::: Document section :::

Although motivations, especially those
of Casar’s character, remain sketchy throughout Anatomy of Hell, it
seems that at the end of the film the entire ordeal was engineered by the woman
in an attempt to make her gay savior aware of the burden that she carries
between her legs (and it’s only when this becomes apparent that certain formal
decisions – such as having one voice speak both characters’ interior
monologues - make sense). To Cesar’s suicidal female, even the consolation
that her vagina can bring forth new life is not enough to counteract the feeling
that the space between her legs has is a metaphorical void. Nor can such
knowledge offset her feelings when she observes the effect that the
organ has on men, who she claims feel “the body of women calls for
mutilation.” Blood is a constant presence in the movie, reminding
the viewer of that statement, and always there’s the threat of violence
looming over their bed. One jaw-dropping scene involving a gardening scythe is
shot in a manner that recalls a slasher film, and the night-by-night structure
of the script never fails to build to some greater bodily horror than the night
before. Still, Anatomy of Hell feels like a horror movie most of all in
the way that it readily reduces human beings to meat, although here things are
done to humans that I would never consider doing, even to low-grade ground
chuck.

::: Dataset extract :::

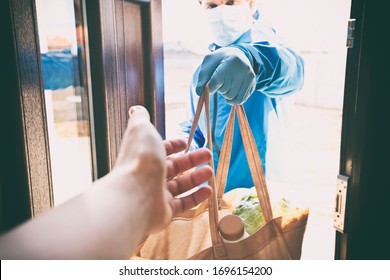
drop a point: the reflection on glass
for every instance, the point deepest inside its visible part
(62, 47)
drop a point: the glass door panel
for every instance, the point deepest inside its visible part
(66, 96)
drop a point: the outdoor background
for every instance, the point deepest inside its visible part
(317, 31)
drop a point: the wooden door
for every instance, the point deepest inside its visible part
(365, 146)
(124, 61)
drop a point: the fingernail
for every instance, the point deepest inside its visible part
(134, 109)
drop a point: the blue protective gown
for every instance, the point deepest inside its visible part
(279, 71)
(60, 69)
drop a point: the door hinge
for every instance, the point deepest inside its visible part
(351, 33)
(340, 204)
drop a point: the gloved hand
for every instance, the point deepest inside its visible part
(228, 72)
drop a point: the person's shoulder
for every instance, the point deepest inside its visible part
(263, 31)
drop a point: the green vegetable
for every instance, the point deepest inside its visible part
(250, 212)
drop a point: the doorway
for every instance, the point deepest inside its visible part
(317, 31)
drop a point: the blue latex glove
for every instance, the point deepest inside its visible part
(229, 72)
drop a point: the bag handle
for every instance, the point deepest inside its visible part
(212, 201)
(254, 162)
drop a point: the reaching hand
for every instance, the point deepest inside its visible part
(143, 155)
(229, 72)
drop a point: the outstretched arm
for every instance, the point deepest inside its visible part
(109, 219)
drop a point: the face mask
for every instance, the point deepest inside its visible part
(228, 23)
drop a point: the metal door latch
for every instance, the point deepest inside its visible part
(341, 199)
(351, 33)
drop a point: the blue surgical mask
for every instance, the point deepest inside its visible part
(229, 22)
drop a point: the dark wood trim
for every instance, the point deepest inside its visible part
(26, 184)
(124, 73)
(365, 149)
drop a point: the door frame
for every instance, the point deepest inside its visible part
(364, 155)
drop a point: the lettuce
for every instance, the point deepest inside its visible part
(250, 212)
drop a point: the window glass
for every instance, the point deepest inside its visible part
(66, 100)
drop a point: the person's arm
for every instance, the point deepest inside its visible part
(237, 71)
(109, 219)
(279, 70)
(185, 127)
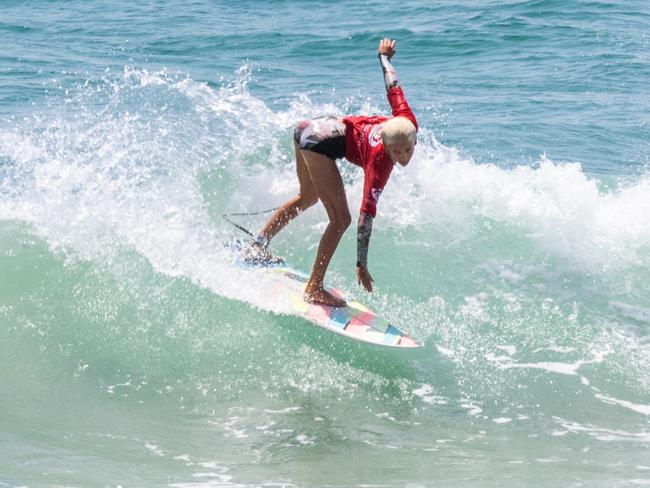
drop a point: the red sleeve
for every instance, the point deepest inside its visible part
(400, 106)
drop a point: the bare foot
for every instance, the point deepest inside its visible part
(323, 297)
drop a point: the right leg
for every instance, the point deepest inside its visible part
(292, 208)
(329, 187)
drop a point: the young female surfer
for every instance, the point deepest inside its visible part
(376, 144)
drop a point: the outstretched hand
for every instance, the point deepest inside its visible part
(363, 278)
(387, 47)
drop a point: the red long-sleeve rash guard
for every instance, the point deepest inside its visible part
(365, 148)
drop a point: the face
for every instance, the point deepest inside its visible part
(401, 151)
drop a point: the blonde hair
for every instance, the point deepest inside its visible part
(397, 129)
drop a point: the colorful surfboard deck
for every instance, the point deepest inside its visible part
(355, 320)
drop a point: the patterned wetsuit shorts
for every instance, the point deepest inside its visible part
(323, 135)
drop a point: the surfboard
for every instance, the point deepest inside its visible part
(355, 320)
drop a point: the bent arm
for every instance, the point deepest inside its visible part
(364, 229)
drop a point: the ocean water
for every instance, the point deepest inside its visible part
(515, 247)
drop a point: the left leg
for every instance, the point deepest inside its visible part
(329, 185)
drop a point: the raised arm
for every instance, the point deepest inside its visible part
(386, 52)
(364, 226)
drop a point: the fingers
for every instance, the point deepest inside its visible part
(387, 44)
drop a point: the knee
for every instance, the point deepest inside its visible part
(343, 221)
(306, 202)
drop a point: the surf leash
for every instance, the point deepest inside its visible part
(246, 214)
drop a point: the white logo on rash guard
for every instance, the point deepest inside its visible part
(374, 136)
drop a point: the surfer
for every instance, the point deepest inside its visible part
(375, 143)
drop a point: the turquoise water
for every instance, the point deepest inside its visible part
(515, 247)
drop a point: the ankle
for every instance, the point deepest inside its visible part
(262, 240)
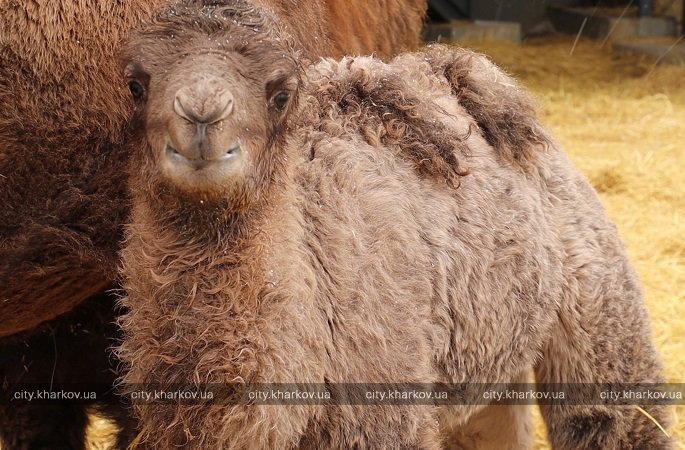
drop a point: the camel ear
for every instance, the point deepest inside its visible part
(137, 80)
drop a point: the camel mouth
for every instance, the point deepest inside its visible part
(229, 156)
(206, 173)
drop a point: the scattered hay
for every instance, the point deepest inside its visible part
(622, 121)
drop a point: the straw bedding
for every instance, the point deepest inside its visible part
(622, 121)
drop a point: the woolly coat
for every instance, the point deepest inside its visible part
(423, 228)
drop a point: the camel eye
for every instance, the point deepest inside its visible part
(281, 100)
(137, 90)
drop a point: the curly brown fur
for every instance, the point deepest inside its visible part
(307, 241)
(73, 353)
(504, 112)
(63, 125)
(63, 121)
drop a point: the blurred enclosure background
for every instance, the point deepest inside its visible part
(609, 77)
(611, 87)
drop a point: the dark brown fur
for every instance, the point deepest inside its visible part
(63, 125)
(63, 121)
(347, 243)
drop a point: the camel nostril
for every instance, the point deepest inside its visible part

:::

● **Directives**:
[a] In the Anatomy of Hell review, what kind of film does the scene with the gardening scythe recall?
[b] Summarize the Anatomy of Hell review in two sentences.

● **Task-by-task results**:
[a] A slasher film.

[b] By the film's end, the whole ordeal seems to have been engineered by the woman to make her gay savior aware of the burden she carries between her legs, a feeling that even her ability to bring forth new life cannot counteract. Blood and the threat of violence are constant, each night builds to greater bodily horror, and the film feels most like a horror movie in how readily it reduces human beings to meat.